To be fair, I only speak for myself on this next point. However, I find that type of thing to be interesting when it comes to reading posts and lurking. It is the biggest reason I do not use ignore lists. People change, ignore lists stop you from really seeing it. The guy you hate in one post may have some really cool stuff to say on another issue.


----------



## Infiniti2000

I've just added everyone who couldn't follow the directions in the OP to my ignore list.


----------



## Infiniti2000

Kafen said:


> It is the biggest reason I do not use ignore lists. People change, ignore lists stop you from really seeing it. The guy you hate in one post may have some really cool stuff to say on another issue.




Some people change, some people don't.  The one person who is on my ignore list (and he definitely knows who he is) will never get off it.  I'm sure he's on at least 20 other people's ignore lists.

Regarding ignore lists, I certainly don't feel I need to read trolling and/or inflammatory posts to build character.  I don't need the hassle of struggling to ignore that crap either.  Even more importantly, I don't need to waste my time reading them.  And, if you're manually skipping over them, why not make it automatic!  You have a computer for a reason, use it!

This is why I like the /. system so much.  All the -1's and 0's just disappear.  It's a per-post ignore list, for the most part, rather than a per-poster ignore list.  And, it's made by a whole host of other people; how kind of them!


----------



## ggroy

Infiniti2000 said:


> This is why I like the /. system so much.  All the -1's and 0's just disappear.  It's a per-post ignore list, for the most part, rather than a per-poster ignore list.  And, it's made by a whole host of other people; how kind of them!




Maybe ENworld could change over to the slashdot message board code.


----------



## Janx

drothgery said:


> I've got one person on my ignore list, because arguing with that person got me the only threadban (or other moderator action) I've ever picked up in 8 years at ENWorld.




I've had a similar experience.

I've been reading this site since before 3e shipped.  Only in the last 6 months or so have I had to add a user to my ignore list.

Every thread I was participating in, this person was on the opposite side and at times had warnings from moderators for their posts.

The last straw was when i replied to one of the posts in a way that could have drawn a warning from a moderator.  No seeing one, I PM'd the mod who as participating in the thread, and asked how to ignore.

Dataset excerpts
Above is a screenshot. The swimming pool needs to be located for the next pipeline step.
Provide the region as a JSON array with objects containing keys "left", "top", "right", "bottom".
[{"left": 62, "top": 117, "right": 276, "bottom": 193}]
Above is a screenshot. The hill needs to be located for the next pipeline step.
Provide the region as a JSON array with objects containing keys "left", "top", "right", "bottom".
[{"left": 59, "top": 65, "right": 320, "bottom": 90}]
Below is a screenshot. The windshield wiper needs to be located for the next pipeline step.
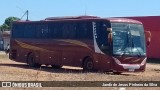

What you will do
A. Write out the part of the ignore-list thread starting at "The last straw" and ending at "how to ignore.".
B. Rewrite the listing, starting at the line that contains "Above is a screenshot. The hill" and ending at the last line of the listing, as a Markdown table with the columns No. and Line. Give one numbered row per line, skip blank lines, and leave out the pictures.

Task responses
A.
The last straw was when i replied to one of the posts in a way that could have drawn a warning from a moderator.  No seeing one, I PM'd the mod who as participating in the thread, and asked how to ignore.

B.
| No. | Line |
|---|---|
| 1 | Above is a screenshot. The hill needs to be located for the next pipeline step. |
| 2 | Provide the region as a JSON array with objects containing keys "left", "top", "right", "bottom". |
| 3 | [{"left": 59, "top": 65, "right": 320, "bottom": 90}] |
| 4 | Below is a screenshot. The windshield wiper needs to be located for the next pipeline step. |